» **Activity**:
Return exactly the lines of the entries, from the one with "Target: hoodie hood" to the last.

Start of Available data

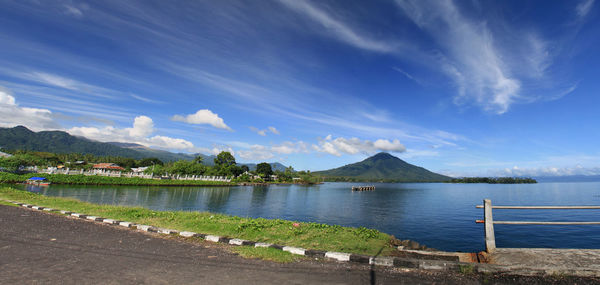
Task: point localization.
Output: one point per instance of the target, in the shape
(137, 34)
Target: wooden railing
(490, 239)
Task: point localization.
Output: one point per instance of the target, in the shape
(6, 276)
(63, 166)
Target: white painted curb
(212, 238)
(187, 234)
(295, 250)
(340, 256)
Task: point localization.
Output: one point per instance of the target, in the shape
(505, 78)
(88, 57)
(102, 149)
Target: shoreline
(276, 231)
(64, 179)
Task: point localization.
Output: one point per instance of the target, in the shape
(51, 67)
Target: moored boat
(38, 181)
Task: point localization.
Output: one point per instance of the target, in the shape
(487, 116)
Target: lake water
(437, 215)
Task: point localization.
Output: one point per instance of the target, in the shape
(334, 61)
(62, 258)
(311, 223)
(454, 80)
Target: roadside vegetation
(494, 180)
(223, 164)
(282, 232)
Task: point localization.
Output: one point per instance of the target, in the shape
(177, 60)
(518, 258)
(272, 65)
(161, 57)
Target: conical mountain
(382, 167)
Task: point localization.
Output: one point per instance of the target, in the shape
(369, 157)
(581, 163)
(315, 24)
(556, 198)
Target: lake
(437, 215)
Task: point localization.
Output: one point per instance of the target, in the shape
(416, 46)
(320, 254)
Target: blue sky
(458, 87)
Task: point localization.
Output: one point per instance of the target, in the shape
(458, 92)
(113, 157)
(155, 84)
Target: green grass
(282, 232)
(105, 180)
(266, 253)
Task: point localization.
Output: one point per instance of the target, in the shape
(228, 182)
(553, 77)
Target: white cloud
(143, 127)
(169, 143)
(273, 130)
(264, 131)
(583, 8)
(202, 117)
(355, 145)
(11, 114)
(470, 54)
(338, 28)
(259, 132)
(256, 152)
(288, 147)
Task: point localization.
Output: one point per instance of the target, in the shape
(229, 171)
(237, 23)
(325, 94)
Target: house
(139, 169)
(108, 166)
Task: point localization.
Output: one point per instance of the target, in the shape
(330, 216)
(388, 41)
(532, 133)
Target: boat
(37, 181)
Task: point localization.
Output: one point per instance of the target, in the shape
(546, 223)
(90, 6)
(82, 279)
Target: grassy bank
(282, 232)
(104, 180)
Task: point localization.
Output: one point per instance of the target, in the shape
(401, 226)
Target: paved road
(42, 248)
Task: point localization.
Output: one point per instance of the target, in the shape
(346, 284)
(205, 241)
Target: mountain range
(382, 167)
(21, 138)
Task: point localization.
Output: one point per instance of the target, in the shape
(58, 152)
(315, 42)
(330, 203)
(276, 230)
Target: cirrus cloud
(11, 114)
(143, 127)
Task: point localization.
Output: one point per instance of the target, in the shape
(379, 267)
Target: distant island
(494, 180)
(382, 167)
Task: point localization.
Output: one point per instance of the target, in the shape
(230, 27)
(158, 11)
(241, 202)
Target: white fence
(111, 173)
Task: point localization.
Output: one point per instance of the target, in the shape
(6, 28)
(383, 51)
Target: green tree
(264, 169)
(149, 162)
(198, 159)
(224, 159)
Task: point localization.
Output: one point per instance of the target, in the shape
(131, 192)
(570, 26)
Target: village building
(108, 166)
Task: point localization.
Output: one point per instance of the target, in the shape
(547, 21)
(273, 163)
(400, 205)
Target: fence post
(490, 239)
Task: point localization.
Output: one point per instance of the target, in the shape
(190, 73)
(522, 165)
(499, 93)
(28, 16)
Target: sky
(463, 88)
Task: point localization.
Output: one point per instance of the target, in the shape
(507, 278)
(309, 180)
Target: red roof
(108, 166)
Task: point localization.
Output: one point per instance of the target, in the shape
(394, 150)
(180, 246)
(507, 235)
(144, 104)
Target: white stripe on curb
(187, 234)
(382, 261)
(167, 231)
(145, 228)
(295, 250)
(237, 241)
(212, 238)
(340, 256)
(126, 224)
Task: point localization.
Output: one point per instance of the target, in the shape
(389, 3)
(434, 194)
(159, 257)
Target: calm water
(438, 215)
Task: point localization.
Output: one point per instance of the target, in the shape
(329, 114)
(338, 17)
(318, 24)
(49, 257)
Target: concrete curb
(439, 265)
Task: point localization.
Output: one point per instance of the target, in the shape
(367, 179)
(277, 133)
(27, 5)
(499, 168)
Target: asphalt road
(42, 248)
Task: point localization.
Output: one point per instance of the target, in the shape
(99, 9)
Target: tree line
(494, 180)
(224, 165)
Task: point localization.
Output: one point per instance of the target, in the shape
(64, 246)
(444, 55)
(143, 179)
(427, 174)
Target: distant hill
(21, 138)
(163, 154)
(569, 178)
(382, 167)
(275, 166)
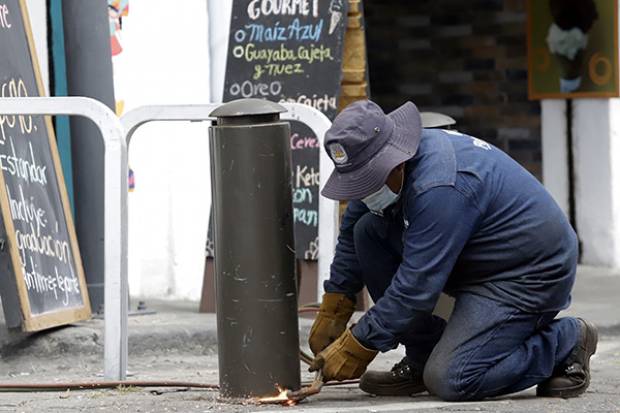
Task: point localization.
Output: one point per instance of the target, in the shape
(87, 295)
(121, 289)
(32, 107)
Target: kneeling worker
(433, 210)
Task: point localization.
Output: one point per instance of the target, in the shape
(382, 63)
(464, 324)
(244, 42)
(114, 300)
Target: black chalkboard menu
(291, 51)
(41, 277)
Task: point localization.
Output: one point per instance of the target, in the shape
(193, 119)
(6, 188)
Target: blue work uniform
(475, 224)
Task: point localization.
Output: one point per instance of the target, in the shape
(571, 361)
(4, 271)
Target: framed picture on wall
(572, 48)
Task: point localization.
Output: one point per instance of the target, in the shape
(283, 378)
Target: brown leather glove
(334, 314)
(344, 359)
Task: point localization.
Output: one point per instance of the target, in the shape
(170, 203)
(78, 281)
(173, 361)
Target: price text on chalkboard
(291, 51)
(41, 279)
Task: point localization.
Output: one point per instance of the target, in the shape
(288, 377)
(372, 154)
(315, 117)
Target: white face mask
(381, 199)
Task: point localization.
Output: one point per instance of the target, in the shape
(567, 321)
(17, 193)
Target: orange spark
(281, 398)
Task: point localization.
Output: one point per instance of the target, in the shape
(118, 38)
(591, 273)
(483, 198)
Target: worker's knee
(440, 380)
(444, 379)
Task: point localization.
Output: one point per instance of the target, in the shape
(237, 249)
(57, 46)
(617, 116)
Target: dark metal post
(89, 73)
(256, 291)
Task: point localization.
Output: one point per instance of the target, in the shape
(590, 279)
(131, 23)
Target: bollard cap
(247, 107)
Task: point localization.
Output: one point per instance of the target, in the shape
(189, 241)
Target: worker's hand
(334, 314)
(344, 359)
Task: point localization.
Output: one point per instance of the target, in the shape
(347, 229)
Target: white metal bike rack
(116, 137)
(115, 215)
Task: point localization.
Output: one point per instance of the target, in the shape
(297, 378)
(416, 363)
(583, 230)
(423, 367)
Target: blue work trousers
(487, 348)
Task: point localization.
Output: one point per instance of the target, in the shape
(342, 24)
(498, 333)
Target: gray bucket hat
(365, 145)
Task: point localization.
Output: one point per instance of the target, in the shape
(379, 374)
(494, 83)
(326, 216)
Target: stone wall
(467, 59)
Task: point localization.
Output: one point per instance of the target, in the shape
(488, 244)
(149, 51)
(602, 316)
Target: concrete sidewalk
(178, 326)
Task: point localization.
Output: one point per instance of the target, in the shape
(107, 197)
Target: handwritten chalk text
(258, 8)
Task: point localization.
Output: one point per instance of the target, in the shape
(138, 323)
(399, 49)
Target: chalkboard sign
(291, 51)
(41, 279)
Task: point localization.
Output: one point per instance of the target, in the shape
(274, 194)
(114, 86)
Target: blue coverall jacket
(474, 221)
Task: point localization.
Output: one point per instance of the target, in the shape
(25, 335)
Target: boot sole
(404, 389)
(569, 392)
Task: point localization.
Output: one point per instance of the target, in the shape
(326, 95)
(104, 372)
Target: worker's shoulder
(434, 163)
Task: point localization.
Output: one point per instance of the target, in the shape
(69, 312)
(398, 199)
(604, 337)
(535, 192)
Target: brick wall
(467, 59)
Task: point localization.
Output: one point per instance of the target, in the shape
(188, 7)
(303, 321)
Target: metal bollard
(256, 289)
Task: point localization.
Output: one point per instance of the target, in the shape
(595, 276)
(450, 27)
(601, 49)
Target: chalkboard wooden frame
(29, 321)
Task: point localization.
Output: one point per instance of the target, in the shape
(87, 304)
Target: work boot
(572, 377)
(402, 380)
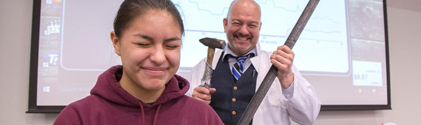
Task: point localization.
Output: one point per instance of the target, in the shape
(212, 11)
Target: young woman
(145, 90)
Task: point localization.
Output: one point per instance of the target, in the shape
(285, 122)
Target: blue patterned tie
(238, 68)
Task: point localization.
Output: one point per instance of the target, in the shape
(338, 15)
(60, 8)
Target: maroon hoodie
(109, 104)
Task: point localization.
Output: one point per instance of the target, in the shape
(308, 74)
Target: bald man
(239, 70)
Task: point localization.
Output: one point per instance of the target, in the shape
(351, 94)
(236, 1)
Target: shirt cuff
(288, 92)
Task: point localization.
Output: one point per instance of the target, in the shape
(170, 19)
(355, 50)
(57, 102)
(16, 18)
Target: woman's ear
(116, 43)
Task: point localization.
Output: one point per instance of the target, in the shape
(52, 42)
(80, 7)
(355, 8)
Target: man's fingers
(203, 94)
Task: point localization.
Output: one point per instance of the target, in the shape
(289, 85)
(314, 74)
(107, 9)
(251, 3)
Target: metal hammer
(211, 43)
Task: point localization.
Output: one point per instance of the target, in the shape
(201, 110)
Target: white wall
(405, 63)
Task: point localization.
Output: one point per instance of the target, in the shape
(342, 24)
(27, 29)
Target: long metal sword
(271, 75)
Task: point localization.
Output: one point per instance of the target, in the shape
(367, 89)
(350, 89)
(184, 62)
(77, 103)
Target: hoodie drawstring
(156, 114)
(143, 114)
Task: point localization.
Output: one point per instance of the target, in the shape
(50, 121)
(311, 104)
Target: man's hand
(203, 94)
(282, 59)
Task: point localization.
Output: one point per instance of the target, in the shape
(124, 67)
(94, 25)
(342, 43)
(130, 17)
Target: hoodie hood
(108, 88)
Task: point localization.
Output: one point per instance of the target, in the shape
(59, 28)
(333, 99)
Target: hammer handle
(211, 52)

End of Available data

» **Your response**:
Target: hoodie hood
(108, 88)
Task: point localization.
Output: one point per instance of the target, in the shape
(59, 28)
(333, 99)
Target: hammer handle
(211, 52)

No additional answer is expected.